THE DATA section start
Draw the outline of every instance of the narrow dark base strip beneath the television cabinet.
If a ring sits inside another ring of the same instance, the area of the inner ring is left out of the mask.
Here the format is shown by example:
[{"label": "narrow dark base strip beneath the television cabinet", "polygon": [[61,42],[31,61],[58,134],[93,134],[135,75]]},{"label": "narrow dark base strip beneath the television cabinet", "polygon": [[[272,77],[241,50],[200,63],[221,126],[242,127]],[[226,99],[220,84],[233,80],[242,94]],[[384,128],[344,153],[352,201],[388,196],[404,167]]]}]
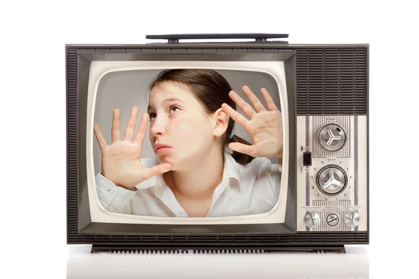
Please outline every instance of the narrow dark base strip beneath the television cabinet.
[{"label": "narrow dark base strip beneath the television cabinet", "polygon": [[311,253],[346,253],[344,245],[307,245],[307,246],[136,246],[136,245],[91,245],[91,253],[98,252],[131,252],[140,251],[146,253],[200,254],[207,251],[209,254],[233,254],[233,253],[270,253],[270,252],[311,252]]}]

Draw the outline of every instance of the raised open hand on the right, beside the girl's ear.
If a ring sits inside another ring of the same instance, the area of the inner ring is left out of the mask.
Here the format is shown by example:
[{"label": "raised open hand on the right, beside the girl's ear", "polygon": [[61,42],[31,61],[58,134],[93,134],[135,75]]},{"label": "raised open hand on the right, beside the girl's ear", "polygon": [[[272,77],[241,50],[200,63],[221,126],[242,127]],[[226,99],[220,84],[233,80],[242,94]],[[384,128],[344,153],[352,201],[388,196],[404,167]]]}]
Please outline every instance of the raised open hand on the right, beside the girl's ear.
THE DATA section end
BRIEF = Each entry above must come back exactly as written. Drop the images.

SOLUTION =
Draw the outline of every instance of the narrow dark base strip beneath the television cabinet.
If a ring sits inside another ring of the same instance, the area of the inner ring is left out of the mask.
Here the format is shown by example:
[{"label": "narrow dark base strip beneath the television cabinet", "polygon": [[61,42],[31,61],[58,134],[93,134],[135,75]]},{"label": "narrow dark base strip beneath the television cabinet", "polygon": [[[272,77],[241,50],[200,63],[221,126],[242,127]],[[226,99],[220,84],[233,80],[242,94]],[[384,128],[344,153],[352,201],[388,196],[404,167]]]}]
Please outline every instance of the narrow dark base strip beneath the television cabinet.
[{"label": "narrow dark base strip beneath the television cabinet", "polygon": [[311,253],[346,253],[344,245],[307,245],[307,246],[136,246],[136,245],[91,245],[91,253],[98,252],[131,252],[140,251],[146,253],[200,254],[207,251],[209,254],[233,254],[233,253],[270,253],[270,252],[311,252]]}]

Draw the outline of every instance of the raised open hand on the right, beside the girl's ear.
If a ring sits inside another ring of the same instance, the area of the inner ring is left out of the mask.
Here the format is shown by example:
[{"label": "raised open hand on the right, beside the girl's ear", "polygon": [[61,42],[31,61],[58,134],[93,134],[135,75]]},{"label": "raised open hand on the right, beside the girl's ear", "polygon": [[[272,77],[241,50],[200,63],[221,126],[242,127]],[[226,99],[220,84],[233,80],[242,94]],[[384,128],[344,153],[352,201],[388,196],[404,167]]]}]
Please outline every instance of the raised open hand on the right, beside the girl's ear.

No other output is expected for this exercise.